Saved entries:

--- START ---

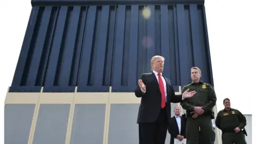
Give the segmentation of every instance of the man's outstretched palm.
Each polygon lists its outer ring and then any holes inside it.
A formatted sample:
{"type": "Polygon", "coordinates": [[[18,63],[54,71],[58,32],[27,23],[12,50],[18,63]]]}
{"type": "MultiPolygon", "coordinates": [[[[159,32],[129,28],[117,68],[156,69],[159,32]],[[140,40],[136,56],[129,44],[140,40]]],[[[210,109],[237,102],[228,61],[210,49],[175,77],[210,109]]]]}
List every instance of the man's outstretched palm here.
{"type": "Polygon", "coordinates": [[[191,92],[188,92],[188,91],[189,91],[189,89],[183,93],[182,96],[184,99],[191,98],[196,93],[196,92],[195,91],[191,92]]]}

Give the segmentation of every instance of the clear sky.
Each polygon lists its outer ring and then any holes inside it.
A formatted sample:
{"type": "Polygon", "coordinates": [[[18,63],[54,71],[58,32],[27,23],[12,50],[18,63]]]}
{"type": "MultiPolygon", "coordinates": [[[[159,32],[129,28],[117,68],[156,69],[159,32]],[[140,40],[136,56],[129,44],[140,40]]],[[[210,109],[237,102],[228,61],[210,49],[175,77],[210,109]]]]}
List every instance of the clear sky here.
{"type": "MultiPolygon", "coordinates": [[[[0,113],[3,117],[7,87],[11,84],[30,13],[30,1],[1,2],[0,113]]],[[[229,98],[232,107],[244,114],[255,114],[251,108],[256,97],[255,4],[253,0],[205,0],[218,111],[223,108],[223,99],[229,98]]],[[[1,119],[2,134],[3,117],[1,119]]],[[[4,135],[0,136],[2,141],[4,135]]]]}

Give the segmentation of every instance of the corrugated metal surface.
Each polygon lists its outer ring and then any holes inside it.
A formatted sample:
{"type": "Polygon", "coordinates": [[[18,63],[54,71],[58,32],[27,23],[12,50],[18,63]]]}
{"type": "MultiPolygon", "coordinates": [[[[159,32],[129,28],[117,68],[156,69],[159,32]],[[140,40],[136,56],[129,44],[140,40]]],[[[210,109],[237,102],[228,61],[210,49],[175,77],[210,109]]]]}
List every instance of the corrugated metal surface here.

--- END ---

§ **CHALLENGE**
All of the material above is to be copied exactly, except for its images.

§ **WRITTEN SOLUTION**
Give the segmentation of every instance of the man's outstretched palm.
Each polygon lists its outer ring and then any holes inside it.
A formatted sample:
{"type": "Polygon", "coordinates": [[[18,63],[54,71],[58,32],[27,23],[12,50],[18,63]]]}
{"type": "MultiPolygon", "coordinates": [[[[159,32],[129,28],[117,68],[156,69],[159,32]],[[140,40],[136,56],[129,44],[140,40]]],[[[210,109],[237,102],[228,61],[210,49],[175,77],[210,109]]]]}
List every instance of the man's outstretched palm here.
{"type": "Polygon", "coordinates": [[[191,92],[188,92],[188,91],[189,91],[189,89],[183,93],[182,96],[184,99],[191,98],[196,93],[196,92],[195,91],[191,92]]]}

Give the segmentation of every instance of the clear sky.
Each polygon lists its outer ring and then any holes inside it.
A formatted sample:
{"type": "Polygon", "coordinates": [[[18,63],[54,71],[58,32],[27,23],[12,50],[18,63]]]}
{"type": "MultiPolygon", "coordinates": [[[[159,32],[129,28],[117,68],[156,69],[159,32]],[[140,40],[136,56],[129,44],[140,40]]],[[[210,109],[237,102],[228,61],[210,49],[175,77],[210,109]]]]}
List every instance of the clear sky here.
{"type": "MultiPolygon", "coordinates": [[[[0,113],[3,117],[7,87],[11,84],[30,13],[30,1],[1,2],[0,113]]],[[[229,98],[232,107],[244,114],[255,114],[251,108],[256,97],[255,4],[253,0],[205,0],[218,111],[223,108],[223,99],[229,98]]],[[[1,119],[2,134],[3,117],[1,119]]],[[[4,135],[0,136],[2,141],[4,135]]]]}

Give the segmentation of every instance of the corrugated metal surface.
Each polygon lists its outer ring and then any holes inside it.
A formatted sample:
{"type": "Polygon", "coordinates": [[[18,63],[54,71],[58,32],[27,23],[12,50],[18,63]]]}
{"type": "MultiPolygon", "coordinates": [[[[159,32],[129,28],[117,68],[156,69],[159,32]],[[140,40],[136,56],[129,44],[140,40]]],[[[210,109],[237,102],[228,61],[210,49],[175,77],[210,109]]]]}
List every instance of the corrugated metal surface here.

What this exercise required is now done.